[Object outline annotations]
.....
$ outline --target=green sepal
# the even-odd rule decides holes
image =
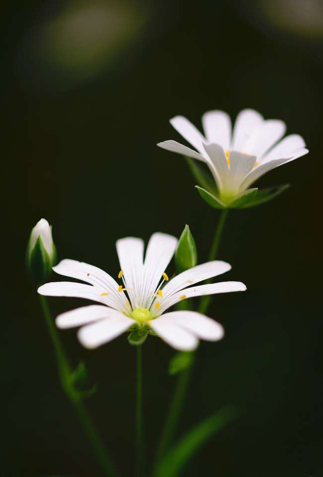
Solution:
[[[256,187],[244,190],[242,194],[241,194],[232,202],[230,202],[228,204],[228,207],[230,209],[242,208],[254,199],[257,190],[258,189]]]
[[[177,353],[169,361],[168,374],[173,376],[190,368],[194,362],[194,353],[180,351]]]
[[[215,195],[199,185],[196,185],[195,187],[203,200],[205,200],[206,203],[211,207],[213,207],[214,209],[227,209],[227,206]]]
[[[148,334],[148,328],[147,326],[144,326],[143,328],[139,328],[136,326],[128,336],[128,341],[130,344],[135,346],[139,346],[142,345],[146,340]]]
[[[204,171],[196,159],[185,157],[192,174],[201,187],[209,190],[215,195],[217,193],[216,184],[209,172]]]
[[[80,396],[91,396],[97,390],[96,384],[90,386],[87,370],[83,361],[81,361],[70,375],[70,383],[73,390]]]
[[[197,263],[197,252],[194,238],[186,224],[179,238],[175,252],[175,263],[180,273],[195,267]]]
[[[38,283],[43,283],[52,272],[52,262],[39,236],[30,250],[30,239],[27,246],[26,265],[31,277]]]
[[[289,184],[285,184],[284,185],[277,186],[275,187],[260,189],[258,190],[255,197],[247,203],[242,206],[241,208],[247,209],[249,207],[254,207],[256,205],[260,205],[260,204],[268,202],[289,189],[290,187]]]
.....
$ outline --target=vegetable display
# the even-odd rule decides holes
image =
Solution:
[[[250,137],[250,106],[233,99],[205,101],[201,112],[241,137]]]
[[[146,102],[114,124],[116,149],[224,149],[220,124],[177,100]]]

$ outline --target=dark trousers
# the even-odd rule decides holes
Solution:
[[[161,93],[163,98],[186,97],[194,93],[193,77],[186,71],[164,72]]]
.....
GOAL OF THE EXERCISE: Please change "vegetable display" to "produce stand" in the lines between the one holding "outline --target=vegetable display" and the one holding "[[[146,102],[114,124],[116,149],[224,149],[220,124],[177,100]]]", inclusive. Give those lines again with nothing else altered.

TASK OUTPUT:
$ outline --target=produce stand
# the even-odd rule decides holes
image =
Solution:
[[[250,137],[250,106],[233,99],[205,101],[201,112],[241,137]]]
[[[146,102],[114,124],[116,149],[224,149],[220,124],[177,100]]]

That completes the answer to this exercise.